Répondez s'il vous plaît à ces trois questions à partir de l'article ci-dessous sur la lutte contre la corruption au Niger :
1. À quelle date Bazoum Mohamed est-il arrivé au pouvoir ?
2. Combien d'années d'Issoufou Mahamadou l'article évoque-t-il ?
3. Vers quelle ville les 200 milliards de francs CFA ont-ils été transférés, et au profit de quelle société ?

#### Texte extrait

Depuis qu’il est arrivé au pouvoir, en avril 2021, Bazoum Mohamed n’a cessé de marteler son engagement à lutter contre la corruption. Un engagement qu’il a encore renouvelé en début d’année 2023 à l’occasion des voeux de nouvel an aux institutions et qu’il a promis de faire suivre de conséquences. De vieux dossiers sont alors déterrés et remis au goût du jour. Les mis en cause sont interpellés et envoyés illico presto en détention. Deux anciens directeurs généraux et d’autres cadres de l’administration fiscale figurent parmi les victimes de cette opération dite «mains propres». Des faits que le Président Bazoum veut comme la traduction de sa ferme volonté de passer à l’acte. Loin de rassurer les Nigériens, ces vagues d’arrestations ont plutôt semé le trouble. Elles ont, de l’avis de nombreux observateurs, le goût amer d’un tri malsain. Y at- il ceux qui sont voués à servir d’agneaux de sacrifice sur l’autel de la crédibilité à laquelle aspire le chef de l’État sur ce volet sensible de lutte contre la corruption ? Rien n’est moins sûr. Les interrogations se succèdent en tout cas et les gros dossiers tardent à faire l’objet de poursuites judiciaires. Dans le secteur de la douane où deux anciens directeurs généraux ont été placés sous mandat dépôt, l’on s’interroge sur l’équité et l’impartialité de l’opération.
Le Président Bazoum aura-t-il décidé de passer l’éponge sur les scandales f inanciers de 2011 à 2021 ?
Les Nigériens sont nombreux à être sceptiques quant à la crédibilité de cette opération mains propres. Les 10 ans d’Issoufou Mahamadou ont été ponctués de scandales financiers de grande ampleur. Il n’y a pas encore un seul qui ait connu des suites judiciaires. Le Président Bazoum aura-t-il décidé de passer l’éponge sur ces scandales ?
De l’avis d’un acteur politique de premier plan qui a requis l’anonymat, le chef de l’Etat a visiblement fait grâce aux dignitaires du parti rose de ce qu’ils ont engrangé. Son ministre des Affaires étrangères et challenger dans la conquête de la candidature du Pnds Tarayya à l’élection présidentielle est impliqué, notamment, dans l’uraniumgate, ce scandale au bout duquel certains estiment que les autorités nigériennes ont hypothéqué la production uranifère sur de longues années. Une affaire qui n’a pas encore révélé tous ses contours, la justice nigérienne n’ayant pas jusqu’ici ouvert une enquête là-dessus. Hassoumi Massoudou, on s’en souvient, a ouvert un compte bancaire à BNP Paribas, en France au nom de la Sopamin (Société de patrimoine des mines du Niger) dont il n’est ni le directeur général, ni le président du conseil d’administration. À partir de ce compte, il a procédé au transfert de 200 milliards de francs CFA à Dubaï, un paradis fiscal, au profit d’une société dénommée Optima Energy dont un des responsables a été aperçu plusieurs fois dans les couloirs de la présidence. Les Nigériens attendent toujours que justice soit rendue au nom de l’État et du peuple nigérien.

########
#### Liste

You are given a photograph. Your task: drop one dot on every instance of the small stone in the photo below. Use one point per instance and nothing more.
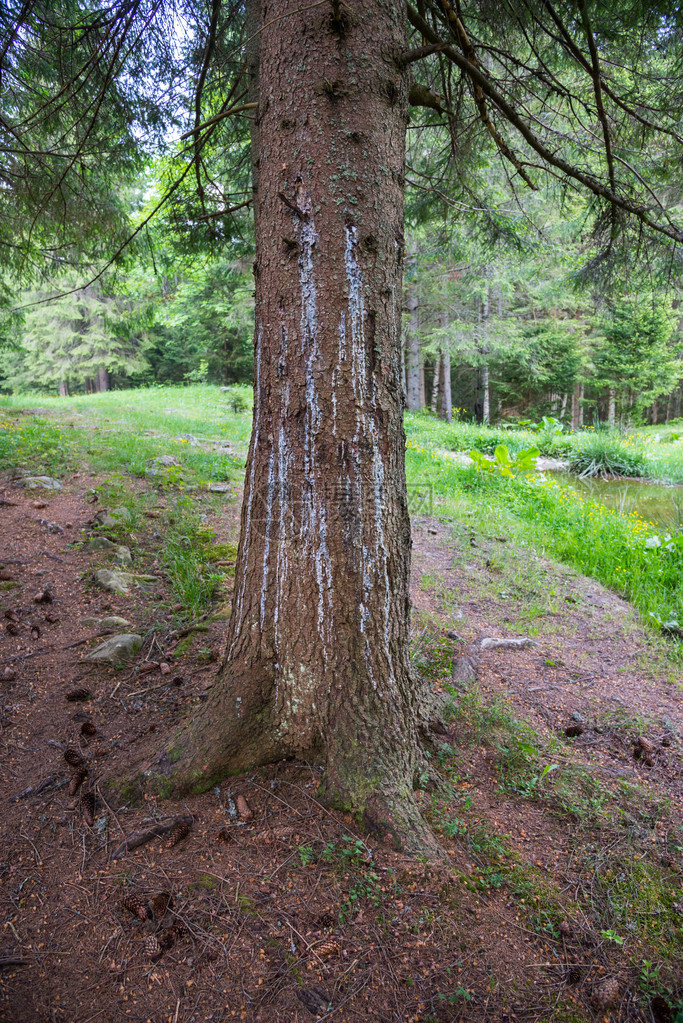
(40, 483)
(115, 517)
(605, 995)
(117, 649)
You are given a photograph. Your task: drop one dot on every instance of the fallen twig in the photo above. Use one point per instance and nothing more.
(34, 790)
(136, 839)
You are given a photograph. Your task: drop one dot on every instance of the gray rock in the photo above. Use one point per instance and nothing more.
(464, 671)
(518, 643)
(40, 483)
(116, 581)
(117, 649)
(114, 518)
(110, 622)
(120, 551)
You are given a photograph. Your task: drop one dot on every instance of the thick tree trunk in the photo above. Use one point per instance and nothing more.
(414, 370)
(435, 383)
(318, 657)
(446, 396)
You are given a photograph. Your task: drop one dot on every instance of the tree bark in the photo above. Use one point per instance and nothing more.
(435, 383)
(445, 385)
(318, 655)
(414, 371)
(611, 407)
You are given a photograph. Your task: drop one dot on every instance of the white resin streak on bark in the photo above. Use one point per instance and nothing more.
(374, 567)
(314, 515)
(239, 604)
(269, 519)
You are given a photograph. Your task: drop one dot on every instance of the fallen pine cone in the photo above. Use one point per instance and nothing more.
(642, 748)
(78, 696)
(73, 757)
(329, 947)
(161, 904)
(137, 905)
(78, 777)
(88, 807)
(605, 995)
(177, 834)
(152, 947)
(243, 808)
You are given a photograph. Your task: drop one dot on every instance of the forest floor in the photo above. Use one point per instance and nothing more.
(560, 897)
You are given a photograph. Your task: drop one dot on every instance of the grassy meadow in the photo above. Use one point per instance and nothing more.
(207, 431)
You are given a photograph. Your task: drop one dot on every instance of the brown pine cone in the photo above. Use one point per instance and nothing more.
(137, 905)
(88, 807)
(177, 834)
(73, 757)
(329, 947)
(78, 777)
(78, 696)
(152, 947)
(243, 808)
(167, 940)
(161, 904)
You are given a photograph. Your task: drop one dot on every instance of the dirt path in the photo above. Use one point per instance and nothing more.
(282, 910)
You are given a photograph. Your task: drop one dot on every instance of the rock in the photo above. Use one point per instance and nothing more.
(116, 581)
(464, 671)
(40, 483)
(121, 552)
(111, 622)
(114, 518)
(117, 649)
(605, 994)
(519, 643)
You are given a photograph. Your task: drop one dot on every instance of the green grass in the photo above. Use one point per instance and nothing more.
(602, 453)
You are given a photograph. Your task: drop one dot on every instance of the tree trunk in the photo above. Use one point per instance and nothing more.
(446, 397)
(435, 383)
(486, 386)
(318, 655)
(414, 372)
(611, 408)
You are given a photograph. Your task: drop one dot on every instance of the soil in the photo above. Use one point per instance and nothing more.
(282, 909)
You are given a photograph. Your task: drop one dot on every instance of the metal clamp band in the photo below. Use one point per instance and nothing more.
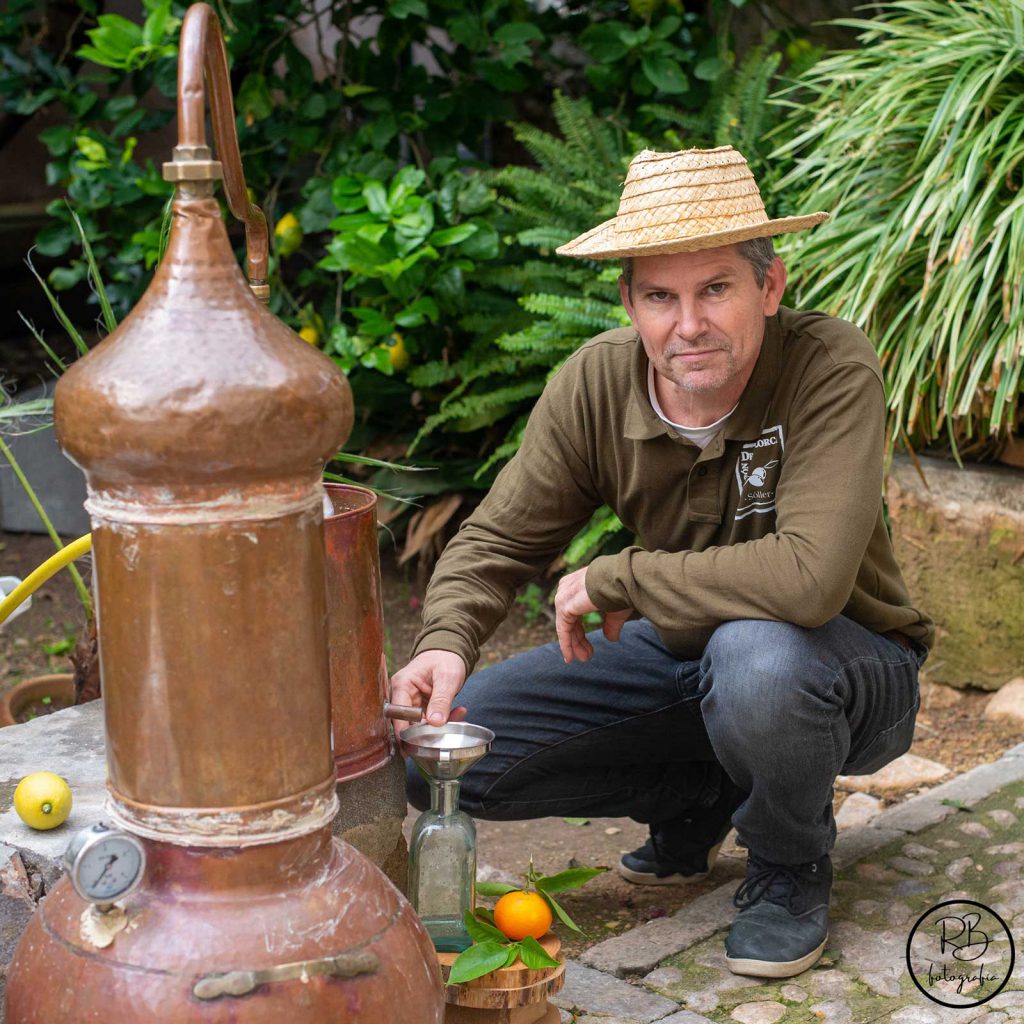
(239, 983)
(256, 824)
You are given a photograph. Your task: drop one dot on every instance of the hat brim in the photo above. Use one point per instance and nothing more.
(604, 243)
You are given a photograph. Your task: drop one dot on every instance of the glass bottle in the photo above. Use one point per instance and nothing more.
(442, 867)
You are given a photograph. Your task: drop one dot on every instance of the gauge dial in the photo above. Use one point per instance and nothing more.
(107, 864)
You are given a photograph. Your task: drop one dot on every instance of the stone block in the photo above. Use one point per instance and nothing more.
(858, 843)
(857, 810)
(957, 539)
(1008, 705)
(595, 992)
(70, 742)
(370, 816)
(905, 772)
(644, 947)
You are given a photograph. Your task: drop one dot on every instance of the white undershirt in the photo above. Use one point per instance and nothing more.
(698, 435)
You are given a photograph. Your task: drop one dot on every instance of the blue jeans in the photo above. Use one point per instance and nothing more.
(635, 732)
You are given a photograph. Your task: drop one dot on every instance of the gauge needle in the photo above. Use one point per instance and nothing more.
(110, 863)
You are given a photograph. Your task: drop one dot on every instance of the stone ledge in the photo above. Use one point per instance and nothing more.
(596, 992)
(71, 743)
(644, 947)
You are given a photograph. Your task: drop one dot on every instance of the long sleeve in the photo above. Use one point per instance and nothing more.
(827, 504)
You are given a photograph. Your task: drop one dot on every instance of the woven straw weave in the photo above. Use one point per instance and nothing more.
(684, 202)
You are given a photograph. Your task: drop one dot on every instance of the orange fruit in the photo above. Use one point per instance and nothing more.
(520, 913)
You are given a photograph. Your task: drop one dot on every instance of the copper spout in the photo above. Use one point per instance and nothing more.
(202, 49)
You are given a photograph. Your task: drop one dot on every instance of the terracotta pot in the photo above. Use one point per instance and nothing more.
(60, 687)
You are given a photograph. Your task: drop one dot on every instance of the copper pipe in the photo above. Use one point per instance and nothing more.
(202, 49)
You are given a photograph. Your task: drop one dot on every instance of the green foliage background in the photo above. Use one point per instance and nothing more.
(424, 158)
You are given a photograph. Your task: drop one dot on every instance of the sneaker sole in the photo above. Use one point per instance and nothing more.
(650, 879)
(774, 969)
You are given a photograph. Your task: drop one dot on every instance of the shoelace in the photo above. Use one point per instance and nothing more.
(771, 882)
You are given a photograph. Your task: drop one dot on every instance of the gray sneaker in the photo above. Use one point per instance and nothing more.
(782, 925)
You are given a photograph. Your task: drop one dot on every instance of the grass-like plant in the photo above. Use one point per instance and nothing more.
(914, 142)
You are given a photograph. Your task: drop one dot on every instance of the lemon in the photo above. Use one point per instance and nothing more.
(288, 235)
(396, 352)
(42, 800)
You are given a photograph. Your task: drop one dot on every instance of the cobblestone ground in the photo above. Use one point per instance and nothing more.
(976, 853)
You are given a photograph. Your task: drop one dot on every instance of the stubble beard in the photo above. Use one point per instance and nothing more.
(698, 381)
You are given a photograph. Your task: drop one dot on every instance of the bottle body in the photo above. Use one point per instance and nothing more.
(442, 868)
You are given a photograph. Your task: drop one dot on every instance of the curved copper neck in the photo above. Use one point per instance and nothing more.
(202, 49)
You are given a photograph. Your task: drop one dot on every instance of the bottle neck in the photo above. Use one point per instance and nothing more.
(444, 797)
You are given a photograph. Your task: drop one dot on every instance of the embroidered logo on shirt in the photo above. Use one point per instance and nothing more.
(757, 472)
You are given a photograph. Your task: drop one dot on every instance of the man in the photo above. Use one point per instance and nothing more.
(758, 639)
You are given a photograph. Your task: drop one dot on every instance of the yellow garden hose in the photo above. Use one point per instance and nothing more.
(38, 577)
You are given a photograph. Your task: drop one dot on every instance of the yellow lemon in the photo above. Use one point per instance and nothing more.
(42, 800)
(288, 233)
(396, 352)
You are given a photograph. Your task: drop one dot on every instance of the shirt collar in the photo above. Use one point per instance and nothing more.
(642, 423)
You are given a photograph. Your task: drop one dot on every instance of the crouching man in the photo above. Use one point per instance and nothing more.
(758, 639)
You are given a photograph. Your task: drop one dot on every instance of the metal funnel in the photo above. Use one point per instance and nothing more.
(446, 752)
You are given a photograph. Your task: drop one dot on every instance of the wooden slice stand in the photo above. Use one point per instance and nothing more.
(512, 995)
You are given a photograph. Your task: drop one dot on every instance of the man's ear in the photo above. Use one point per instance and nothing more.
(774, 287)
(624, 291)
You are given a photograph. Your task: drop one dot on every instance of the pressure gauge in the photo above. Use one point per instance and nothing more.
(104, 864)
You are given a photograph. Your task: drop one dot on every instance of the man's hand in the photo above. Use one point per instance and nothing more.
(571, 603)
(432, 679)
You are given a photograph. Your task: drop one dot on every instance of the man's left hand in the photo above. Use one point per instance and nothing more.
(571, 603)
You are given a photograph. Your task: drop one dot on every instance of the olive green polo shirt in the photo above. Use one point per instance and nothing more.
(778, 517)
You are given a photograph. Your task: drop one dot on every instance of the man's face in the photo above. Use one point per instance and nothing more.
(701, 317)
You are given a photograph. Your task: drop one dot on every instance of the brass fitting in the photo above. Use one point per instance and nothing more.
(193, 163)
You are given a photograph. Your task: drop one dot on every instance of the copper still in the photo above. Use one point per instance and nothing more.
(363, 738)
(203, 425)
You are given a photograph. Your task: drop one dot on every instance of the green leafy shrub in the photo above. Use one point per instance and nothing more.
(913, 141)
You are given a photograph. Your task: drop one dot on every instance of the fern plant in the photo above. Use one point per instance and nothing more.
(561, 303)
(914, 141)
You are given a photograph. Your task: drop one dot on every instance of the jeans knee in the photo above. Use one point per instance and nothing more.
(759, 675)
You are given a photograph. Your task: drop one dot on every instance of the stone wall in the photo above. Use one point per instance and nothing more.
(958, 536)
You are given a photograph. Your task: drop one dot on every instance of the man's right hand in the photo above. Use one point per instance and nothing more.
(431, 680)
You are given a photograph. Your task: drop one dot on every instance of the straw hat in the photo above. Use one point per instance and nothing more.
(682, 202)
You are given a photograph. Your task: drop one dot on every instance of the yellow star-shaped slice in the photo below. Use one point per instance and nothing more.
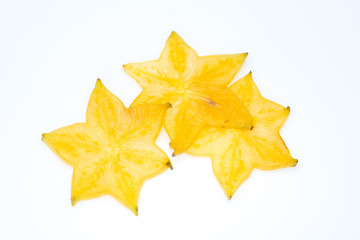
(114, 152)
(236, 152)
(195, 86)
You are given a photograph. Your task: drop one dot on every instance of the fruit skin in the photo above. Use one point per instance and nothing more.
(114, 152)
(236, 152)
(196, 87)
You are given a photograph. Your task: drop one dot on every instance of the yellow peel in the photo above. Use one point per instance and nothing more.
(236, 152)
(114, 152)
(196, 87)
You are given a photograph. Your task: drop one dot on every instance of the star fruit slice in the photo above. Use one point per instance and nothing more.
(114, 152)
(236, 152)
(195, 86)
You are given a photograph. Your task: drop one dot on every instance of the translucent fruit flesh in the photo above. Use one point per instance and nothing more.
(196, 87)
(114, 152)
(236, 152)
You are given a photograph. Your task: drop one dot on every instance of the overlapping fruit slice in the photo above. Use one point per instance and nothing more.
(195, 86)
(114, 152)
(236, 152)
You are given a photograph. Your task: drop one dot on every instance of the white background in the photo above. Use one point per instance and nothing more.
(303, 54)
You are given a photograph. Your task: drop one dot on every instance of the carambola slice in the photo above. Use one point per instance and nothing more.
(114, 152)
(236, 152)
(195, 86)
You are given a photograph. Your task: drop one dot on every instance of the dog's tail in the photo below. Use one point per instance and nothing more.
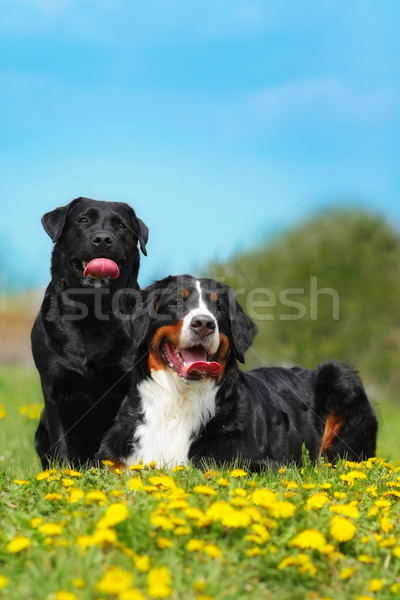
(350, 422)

########

Réponse:
1. En avril 2021.
2. Dix ans.
3. Vers Dubaï, au profit d'une société dénommée Optima Energy.